* [What you are asked to do] Restating every entry exactly is the whole task.

* [Given records]
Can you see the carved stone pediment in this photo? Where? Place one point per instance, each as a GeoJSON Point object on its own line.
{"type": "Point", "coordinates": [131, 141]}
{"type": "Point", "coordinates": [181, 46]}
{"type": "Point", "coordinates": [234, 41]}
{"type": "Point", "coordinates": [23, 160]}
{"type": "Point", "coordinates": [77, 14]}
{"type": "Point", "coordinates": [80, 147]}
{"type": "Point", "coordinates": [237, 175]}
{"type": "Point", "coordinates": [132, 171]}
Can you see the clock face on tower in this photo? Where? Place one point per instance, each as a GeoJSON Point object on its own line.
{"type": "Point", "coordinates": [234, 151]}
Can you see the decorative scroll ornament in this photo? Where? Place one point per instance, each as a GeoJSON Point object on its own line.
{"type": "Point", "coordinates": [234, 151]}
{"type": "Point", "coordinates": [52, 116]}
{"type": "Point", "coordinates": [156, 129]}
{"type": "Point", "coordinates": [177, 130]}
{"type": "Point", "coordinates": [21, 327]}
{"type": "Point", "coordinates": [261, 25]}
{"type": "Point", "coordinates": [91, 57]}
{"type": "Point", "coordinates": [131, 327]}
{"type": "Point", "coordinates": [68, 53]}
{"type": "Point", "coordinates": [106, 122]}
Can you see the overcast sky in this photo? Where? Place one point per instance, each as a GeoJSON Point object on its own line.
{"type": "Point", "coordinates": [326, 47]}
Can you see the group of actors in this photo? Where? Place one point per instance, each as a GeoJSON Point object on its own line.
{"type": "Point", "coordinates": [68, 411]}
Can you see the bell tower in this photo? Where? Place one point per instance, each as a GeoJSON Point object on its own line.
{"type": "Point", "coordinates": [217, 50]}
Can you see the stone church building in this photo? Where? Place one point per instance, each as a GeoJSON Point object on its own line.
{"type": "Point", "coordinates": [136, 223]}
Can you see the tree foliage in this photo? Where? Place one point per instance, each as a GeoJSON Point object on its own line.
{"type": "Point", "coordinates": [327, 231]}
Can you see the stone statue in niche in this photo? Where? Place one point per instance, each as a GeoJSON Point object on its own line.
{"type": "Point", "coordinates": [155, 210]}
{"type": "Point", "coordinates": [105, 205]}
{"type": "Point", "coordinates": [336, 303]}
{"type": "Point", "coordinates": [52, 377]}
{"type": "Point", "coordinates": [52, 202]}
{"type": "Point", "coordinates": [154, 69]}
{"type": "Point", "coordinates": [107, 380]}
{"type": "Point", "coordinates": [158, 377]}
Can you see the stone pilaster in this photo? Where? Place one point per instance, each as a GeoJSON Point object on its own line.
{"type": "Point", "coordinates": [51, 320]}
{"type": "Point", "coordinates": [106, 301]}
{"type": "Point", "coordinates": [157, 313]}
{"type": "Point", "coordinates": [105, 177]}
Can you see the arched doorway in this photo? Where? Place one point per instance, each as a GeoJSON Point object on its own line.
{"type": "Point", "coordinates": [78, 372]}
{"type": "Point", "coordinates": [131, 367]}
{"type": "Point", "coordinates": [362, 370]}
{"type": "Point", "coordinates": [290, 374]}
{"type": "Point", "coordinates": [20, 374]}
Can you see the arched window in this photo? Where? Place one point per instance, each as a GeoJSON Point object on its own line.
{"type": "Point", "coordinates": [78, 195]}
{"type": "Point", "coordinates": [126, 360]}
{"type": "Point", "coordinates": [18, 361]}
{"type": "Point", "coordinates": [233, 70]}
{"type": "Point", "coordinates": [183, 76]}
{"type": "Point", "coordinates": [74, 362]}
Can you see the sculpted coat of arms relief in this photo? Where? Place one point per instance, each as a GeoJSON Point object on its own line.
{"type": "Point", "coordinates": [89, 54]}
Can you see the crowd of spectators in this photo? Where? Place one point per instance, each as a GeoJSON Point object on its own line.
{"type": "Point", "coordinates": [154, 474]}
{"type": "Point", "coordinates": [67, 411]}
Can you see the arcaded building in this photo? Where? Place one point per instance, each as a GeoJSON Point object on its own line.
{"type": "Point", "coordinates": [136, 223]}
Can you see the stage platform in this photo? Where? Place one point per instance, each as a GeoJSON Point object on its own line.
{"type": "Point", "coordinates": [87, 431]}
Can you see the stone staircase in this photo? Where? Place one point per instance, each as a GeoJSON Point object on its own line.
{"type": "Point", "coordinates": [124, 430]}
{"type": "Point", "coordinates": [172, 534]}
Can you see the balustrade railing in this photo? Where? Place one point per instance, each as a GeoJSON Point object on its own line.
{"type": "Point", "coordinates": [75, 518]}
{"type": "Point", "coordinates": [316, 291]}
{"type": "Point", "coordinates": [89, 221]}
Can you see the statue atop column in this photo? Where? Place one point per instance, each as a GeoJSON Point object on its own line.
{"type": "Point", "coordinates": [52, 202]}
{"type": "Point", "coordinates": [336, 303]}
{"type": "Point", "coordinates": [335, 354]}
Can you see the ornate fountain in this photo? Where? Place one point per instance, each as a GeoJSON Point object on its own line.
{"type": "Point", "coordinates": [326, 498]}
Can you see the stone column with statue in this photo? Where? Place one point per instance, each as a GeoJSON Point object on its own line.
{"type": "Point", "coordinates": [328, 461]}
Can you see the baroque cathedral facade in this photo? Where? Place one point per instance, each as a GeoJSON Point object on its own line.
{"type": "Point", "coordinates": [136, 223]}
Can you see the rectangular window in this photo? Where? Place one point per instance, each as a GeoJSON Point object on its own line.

* [Response to the task]
Can you see the carved stone pediment in this photo? Where? Place one point per instance, each as a GeoJSON Point object on its own line.
{"type": "Point", "coordinates": [131, 141]}
{"type": "Point", "coordinates": [181, 46]}
{"type": "Point", "coordinates": [234, 41]}
{"type": "Point", "coordinates": [23, 160]}
{"type": "Point", "coordinates": [77, 14]}
{"type": "Point", "coordinates": [80, 147]}
{"type": "Point", "coordinates": [237, 175]}
{"type": "Point", "coordinates": [132, 171]}
Can you see the clock face on tower in this photo? Where? Place one point per instance, each as a GeoJSON Point object on its own line.
{"type": "Point", "coordinates": [234, 151]}
Can you see the decorative scroll ornament in this photo? Where? Place one point per instance, each as a GeoJSON Point object on its own line.
{"type": "Point", "coordinates": [234, 151]}
{"type": "Point", "coordinates": [52, 116]}
{"type": "Point", "coordinates": [156, 129]}
{"type": "Point", "coordinates": [177, 130]}
{"type": "Point", "coordinates": [21, 327]}
{"type": "Point", "coordinates": [261, 25]}
{"type": "Point", "coordinates": [91, 57]}
{"type": "Point", "coordinates": [131, 327]}
{"type": "Point", "coordinates": [68, 53]}
{"type": "Point", "coordinates": [106, 122]}
Can you see the overcast sky in this photo? Where? Place one point per instance, each as a GeoJSON Point object on its own line.
{"type": "Point", "coordinates": [326, 47]}
Can you see the group of actors in this photo? Where? Place one point per instance, each as a GeoJSON Point object on its own line.
{"type": "Point", "coordinates": [68, 411]}
Can you see the bell tower in this photo? Where? Place one point per instance, each as a GeoJSON Point object on its own line.
{"type": "Point", "coordinates": [217, 50]}
Can you see the stone church building in this photo? Where? Place one point per instance, each as a GeoJSON Point object on its own line.
{"type": "Point", "coordinates": [136, 223]}
Can you see the tree foliage in this photo? Where? Place one point per instance, each as a GeoJSON Point object on its own line.
{"type": "Point", "coordinates": [327, 231]}
Can you see the stone statue in niche in this photo? Where? Place one point per instance, each as a GeoJSON Point object on its own line.
{"type": "Point", "coordinates": [155, 210]}
{"type": "Point", "coordinates": [105, 205]}
{"type": "Point", "coordinates": [336, 303]}
{"type": "Point", "coordinates": [52, 377]}
{"type": "Point", "coordinates": [52, 202]}
{"type": "Point", "coordinates": [154, 69]}
{"type": "Point", "coordinates": [107, 380]}
{"type": "Point", "coordinates": [158, 377]}
Can you see the stone pilaster in this photo? Where? Place one point per instance, each as a GeoJSON Point object on its own line.
{"type": "Point", "coordinates": [51, 320]}
{"type": "Point", "coordinates": [106, 301]}
{"type": "Point", "coordinates": [157, 313]}
{"type": "Point", "coordinates": [105, 177]}
Can you see the arched doorway in this photo? Where? Place one point per instance, each as a GeoJSON Point object on its own line.
{"type": "Point", "coordinates": [78, 372]}
{"type": "Point", "coordinates": [131, 367]}
{"type": "Point", "coordinates": [362, 370]}
{"type": "Point", "coordinates": [290, 374]}
{"type": "Point", "coordinates": [20, 374]}
Can you see the arched window in this photo? Where? Place one point per instance, each as a GeoJSON Point object on its own line.
{"type": "Point", "coordinates": [78, 195]}
{"type": "Point", "coordinates": [126, 360]}
{"type": "Point", "coordinates": [18, 361]}
{"type": "Point", "coordinates": [233, 70]}
{"type": "Point", "coordinates": [183, 76]}
{"type": "Point", "coordinates": [74, 362]}
Can you see the sculpted coat of arms relief in this photo? Where? Place one point per instance, each as a GeoJSON Point object on its own line.
{"type": "Point", "coordinates": [89, 54]}
Can you see the crowd of spectators in this photo? Where? Place one point per instance, each as a GeoJSON Point object on its own line.
{"type": "Point", "coordinates": [154, 474]}
{"type": "Point", "coordinates": [67, 411]}
Can you see the arcaded building in this photo? Where? Place one point per instance, each as a GeoJSON Point object on its own line.
{"type": "Point", "coordinates": [136, 223]}
Can you see the stage platform in this photo? Where? Place one point per instance, each as a GeoJSON Point object on its own line.
{"type": "Point", "coordinates": [87, 431]}
Can you see the stone staircase in this photo? Where? Place one point per instance, each as a GeoJSON Point object on its own line.
{"type": "Point", "coordinates": [124, 430]}
{"type": "Point", "coordinates": [172, 534]}
Can you see the balustrade railing in this photo? Where? Place one point per instance, each as a GeoJSON Point object on its own line.
{"type": "Point", "coordinates": [75, 518]}
{"type": "Point", "coordinates": [316, 291]}
{"type": "Point", "coordinates": [89, 221]}
Can you see the statue atop column in this photo? Where? Place one point per instance, each as a GeoJSON Point object on its own line.
{"type": "Point", "coordinates": [52, 202]}
{"type": "Point", "coordinates": [336, 303]}
{"type": "Point", "coordinates": [335, 354]}
Can you see the ornate fountain in this photo? Where? Place one point per instance, each as a GeoJSON Point object on its own line.
{"type": "Point", "coordinates": [326, 498]}
Can you see the stone column with statue in this photo? Where? Place one point per instance, each as a GeoJSON Point object on its own line.
{"type": "Point", "coordinates": [328, 461]}
Can you see the baroque cathedral facade in this photo? Where? Place one point per instance, each as a GeoJSON Point object on its own line.
{"type": "Point", "coordinates": [136, 223]}
Can you see the rectangular window in this photo? Where? Place one point per instance, each as a GeoJSON Point object on its own line.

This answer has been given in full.